■ RECORDS PROVIDED
● ● ●

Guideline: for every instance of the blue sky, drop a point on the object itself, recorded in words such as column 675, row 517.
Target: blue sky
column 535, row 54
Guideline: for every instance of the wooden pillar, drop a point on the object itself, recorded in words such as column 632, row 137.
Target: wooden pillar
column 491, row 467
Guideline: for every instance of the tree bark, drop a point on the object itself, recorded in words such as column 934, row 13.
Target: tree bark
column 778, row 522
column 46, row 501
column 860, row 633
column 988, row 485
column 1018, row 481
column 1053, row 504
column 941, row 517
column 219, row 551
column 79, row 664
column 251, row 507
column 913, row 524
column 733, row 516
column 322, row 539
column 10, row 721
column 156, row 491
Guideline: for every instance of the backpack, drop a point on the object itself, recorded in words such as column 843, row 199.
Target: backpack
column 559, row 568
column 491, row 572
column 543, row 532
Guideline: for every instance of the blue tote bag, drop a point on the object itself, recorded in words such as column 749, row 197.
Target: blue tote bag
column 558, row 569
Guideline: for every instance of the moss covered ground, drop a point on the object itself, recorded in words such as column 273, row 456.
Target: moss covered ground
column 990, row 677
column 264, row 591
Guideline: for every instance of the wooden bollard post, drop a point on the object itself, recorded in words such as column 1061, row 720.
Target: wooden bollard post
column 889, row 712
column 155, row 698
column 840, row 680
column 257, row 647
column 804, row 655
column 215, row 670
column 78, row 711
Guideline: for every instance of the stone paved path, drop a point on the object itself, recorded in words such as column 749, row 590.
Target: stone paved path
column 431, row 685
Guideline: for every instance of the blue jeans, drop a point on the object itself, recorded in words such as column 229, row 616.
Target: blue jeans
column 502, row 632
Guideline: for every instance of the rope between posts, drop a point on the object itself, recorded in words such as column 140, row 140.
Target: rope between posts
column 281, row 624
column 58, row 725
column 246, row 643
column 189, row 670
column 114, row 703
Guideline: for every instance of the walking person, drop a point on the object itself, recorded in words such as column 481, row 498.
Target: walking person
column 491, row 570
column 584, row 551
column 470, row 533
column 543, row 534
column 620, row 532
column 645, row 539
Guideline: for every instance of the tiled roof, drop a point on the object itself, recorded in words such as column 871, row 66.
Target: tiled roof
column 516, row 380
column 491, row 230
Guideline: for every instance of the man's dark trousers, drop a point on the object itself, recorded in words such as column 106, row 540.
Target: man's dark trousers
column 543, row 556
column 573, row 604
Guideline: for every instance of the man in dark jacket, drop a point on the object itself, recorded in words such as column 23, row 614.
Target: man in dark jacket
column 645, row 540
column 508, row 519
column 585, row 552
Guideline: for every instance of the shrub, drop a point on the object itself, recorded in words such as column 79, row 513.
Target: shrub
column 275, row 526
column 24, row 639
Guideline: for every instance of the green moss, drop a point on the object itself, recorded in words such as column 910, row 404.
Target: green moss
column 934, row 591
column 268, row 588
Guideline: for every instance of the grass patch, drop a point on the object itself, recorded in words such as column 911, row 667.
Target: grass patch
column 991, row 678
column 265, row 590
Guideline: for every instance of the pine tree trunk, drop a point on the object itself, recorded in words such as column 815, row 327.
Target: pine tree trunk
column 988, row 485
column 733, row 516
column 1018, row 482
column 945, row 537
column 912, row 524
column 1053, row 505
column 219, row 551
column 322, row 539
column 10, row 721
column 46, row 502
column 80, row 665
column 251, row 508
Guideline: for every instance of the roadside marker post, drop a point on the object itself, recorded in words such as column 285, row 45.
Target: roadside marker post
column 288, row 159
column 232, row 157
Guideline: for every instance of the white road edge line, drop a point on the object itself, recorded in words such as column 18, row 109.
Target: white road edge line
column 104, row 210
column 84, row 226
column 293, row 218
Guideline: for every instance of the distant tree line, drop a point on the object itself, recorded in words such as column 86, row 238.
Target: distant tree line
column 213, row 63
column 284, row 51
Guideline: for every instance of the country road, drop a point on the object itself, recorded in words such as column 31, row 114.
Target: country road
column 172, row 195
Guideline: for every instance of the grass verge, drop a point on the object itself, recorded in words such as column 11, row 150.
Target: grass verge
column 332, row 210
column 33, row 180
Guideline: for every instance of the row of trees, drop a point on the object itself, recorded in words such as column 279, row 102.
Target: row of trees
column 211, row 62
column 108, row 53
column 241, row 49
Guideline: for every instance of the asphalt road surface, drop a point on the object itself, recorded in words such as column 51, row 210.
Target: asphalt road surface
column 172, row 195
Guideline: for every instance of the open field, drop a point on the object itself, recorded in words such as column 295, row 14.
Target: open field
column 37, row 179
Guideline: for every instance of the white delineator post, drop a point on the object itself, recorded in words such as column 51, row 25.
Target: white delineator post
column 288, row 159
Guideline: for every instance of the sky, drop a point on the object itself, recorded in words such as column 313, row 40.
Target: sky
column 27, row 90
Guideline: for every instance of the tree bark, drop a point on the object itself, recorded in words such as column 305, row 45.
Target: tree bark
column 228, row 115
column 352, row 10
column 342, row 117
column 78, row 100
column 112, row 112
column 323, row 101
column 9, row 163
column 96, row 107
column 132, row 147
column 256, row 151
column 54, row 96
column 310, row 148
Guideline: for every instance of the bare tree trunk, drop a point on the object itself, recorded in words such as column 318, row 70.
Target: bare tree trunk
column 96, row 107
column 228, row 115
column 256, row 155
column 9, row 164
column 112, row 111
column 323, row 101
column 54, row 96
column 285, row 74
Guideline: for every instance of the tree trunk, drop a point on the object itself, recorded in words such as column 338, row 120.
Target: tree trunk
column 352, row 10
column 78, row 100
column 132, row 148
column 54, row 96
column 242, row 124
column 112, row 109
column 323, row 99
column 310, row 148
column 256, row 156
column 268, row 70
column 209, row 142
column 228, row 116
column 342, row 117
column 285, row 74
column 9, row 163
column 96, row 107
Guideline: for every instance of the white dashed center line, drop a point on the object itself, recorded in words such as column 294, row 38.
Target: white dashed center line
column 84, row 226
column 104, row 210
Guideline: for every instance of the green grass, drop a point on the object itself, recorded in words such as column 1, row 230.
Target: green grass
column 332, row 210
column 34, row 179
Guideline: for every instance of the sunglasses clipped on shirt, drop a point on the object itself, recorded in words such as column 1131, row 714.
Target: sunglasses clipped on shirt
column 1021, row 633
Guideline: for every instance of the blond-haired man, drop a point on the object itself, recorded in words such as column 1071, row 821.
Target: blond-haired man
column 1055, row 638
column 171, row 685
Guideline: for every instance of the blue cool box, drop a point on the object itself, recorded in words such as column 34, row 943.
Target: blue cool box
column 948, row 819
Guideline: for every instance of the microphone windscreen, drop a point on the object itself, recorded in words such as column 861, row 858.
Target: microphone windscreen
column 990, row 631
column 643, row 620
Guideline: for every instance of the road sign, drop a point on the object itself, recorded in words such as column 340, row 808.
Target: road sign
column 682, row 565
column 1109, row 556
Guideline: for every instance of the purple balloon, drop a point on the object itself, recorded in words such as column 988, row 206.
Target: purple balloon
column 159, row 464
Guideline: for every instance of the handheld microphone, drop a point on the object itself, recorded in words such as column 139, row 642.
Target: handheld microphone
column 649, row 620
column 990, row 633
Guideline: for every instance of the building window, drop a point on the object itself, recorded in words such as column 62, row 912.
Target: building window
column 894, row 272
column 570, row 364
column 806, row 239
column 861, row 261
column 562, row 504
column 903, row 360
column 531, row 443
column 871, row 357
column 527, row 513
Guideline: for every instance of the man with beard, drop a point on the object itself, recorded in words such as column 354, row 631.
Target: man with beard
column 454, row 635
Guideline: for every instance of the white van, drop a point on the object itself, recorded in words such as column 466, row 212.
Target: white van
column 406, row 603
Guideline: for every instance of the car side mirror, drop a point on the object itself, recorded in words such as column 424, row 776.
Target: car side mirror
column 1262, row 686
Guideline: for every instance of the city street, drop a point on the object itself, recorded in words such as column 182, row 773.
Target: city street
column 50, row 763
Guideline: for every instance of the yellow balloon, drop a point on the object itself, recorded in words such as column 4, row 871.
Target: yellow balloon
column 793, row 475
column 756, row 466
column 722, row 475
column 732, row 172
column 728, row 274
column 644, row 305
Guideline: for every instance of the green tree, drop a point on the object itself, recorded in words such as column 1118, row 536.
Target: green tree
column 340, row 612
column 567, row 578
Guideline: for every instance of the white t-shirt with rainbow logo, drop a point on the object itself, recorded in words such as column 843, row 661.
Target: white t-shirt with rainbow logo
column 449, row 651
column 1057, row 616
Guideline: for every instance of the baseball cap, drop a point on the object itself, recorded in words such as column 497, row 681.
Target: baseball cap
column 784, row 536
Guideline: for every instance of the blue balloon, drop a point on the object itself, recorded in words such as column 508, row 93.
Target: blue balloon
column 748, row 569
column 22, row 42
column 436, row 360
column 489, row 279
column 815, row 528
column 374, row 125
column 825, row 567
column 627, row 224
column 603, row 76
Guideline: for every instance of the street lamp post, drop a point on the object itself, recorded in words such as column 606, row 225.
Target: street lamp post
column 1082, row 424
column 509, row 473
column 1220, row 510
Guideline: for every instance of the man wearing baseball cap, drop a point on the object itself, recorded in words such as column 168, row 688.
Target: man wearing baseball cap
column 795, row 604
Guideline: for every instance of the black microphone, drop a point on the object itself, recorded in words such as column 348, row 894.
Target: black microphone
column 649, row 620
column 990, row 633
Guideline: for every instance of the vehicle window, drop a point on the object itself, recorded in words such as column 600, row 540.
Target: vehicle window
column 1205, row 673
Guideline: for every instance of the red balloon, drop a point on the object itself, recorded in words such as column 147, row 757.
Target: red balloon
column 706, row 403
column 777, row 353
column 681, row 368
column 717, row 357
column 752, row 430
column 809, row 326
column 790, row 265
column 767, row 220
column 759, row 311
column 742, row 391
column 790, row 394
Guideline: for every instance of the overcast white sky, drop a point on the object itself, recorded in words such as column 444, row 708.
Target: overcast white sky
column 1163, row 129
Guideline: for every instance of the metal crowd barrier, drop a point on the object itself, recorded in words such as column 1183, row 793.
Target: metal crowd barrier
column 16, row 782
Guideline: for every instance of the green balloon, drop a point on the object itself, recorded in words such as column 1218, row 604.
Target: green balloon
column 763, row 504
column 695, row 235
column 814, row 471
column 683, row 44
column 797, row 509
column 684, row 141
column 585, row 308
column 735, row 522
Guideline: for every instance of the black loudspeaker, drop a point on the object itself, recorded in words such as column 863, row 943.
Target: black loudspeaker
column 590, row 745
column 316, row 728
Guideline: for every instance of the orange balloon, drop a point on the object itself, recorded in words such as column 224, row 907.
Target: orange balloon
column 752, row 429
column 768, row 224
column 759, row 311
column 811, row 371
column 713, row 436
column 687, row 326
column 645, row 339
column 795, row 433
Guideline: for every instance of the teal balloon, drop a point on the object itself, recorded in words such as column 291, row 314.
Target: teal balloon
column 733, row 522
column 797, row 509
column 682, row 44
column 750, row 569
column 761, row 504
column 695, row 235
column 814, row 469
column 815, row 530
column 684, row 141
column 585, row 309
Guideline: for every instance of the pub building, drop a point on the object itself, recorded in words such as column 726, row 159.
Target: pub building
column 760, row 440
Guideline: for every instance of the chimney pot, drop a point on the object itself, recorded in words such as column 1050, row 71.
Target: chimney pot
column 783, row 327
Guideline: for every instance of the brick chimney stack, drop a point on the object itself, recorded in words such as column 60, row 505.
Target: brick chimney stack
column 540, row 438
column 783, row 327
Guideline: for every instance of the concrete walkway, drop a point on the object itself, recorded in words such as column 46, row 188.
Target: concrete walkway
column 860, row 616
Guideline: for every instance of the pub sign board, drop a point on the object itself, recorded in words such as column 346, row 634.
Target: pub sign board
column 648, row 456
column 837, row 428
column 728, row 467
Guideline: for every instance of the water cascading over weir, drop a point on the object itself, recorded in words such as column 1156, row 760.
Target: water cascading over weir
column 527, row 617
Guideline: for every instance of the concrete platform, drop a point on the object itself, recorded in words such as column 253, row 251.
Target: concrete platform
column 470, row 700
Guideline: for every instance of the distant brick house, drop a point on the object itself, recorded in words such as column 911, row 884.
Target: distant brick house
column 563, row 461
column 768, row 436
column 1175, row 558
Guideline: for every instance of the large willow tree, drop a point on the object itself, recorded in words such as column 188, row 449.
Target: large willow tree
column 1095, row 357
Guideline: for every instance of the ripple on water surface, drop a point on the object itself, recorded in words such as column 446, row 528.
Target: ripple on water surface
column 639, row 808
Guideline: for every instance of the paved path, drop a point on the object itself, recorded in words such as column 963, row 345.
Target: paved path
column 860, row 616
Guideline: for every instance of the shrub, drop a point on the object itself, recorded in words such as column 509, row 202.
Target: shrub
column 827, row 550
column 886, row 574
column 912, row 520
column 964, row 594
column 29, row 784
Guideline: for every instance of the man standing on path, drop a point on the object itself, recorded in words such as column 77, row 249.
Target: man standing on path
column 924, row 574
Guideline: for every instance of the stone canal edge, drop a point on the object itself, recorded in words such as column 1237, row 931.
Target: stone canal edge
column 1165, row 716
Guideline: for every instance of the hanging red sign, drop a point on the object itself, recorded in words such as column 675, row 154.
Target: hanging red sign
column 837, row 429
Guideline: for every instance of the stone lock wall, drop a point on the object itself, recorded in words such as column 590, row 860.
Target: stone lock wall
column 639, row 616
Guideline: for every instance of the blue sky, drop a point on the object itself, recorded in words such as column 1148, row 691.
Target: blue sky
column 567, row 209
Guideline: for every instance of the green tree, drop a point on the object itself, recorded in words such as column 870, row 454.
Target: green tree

● ● ●

■ DIRECTIONS
Rewrite the part of the records above that opens at their start and closes with the line containing "column 156, row 491", changing "wooden pillar" to "stone column" and keeping everything else the same.

■ SOLUTION TO THE PROBLEM
Guideline: for every instance of the blue sky, drop a point on the object itself, recorded in words such as column 675, row 517.
Target: blue sky
column 535, row 54
Guideline: for every instance of the stone column, drop a point on the object itself, recorded in words such as column 632, row 137.
Target: stone column
column 491, row 467
Guideline: for every instance of the tree bark, drop a point on the object itself, recorded in words such as column 934, row 13.
Target: tree bark
column 778, row 522
column 46, row 501
column 860, row 633
column 988, row 485
column 1018, row 481
column 1053, row 504
column 941, row 517
column 219, row 551
column 79, row 664
column 251, row 507
column 913, row 524
column 733, row 516
column 322, row 539
column 10, row 721
column 156, row 491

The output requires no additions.